[What you should do]
Write out the data that follows. Keep every character unchanged.

[Records shown]
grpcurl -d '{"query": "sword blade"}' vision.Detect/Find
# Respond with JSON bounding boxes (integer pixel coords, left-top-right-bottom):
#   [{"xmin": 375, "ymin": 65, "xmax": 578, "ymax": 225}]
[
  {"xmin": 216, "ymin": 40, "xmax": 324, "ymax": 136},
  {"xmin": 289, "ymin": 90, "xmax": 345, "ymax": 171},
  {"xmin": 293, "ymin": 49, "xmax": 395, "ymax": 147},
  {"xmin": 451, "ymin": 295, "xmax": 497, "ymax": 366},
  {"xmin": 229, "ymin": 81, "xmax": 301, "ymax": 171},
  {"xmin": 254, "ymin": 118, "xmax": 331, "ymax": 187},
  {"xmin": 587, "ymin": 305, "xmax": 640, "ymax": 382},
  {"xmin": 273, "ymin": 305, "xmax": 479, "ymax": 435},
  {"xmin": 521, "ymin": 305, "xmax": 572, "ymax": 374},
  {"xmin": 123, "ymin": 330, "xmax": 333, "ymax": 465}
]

[Task response]
grpcurl -d '{"query": "sword blade"}' vision.Detect/Find
# Respond with JSON bounding boxes (integer pixel coords, left-top-right-bottom):
#   [{"xmin": 375, "ymin": 65, "xmax": 578, "ymax": 225}]
[
  {"xmin": 216, "ymin": 40, "xmax": 324, "ymax": 136},
  {"xmin": 289, "ymin": 90, "xmax": 345, "ymax": 171},
  {"xmin": 293, "ymin": 49, "xmax": 395, "ymax": 147},
  {"xmin": 451, "ymin": 295, "xmax": 497, "ymax": 366},
  {"xmin": 229, "ymin": 81, "xmax": 301, "ymax": 171},
  {"xmin": 254, "ymin": 118, "xmax": 331, "ymax": 187},
  {"xmin": 587, "ymin": 305, "xmax": 640, "ymax": 382},
  {"xmin": 273, "ymin": 305, "xmax": 479, "ymax": 435},
  {"xmin": 521, "ymin": 305, "xmax": 572, "ymax": 374},
  {"xmin": 123, "ymin": 330, "xmax": 333, "ymax": 465}
]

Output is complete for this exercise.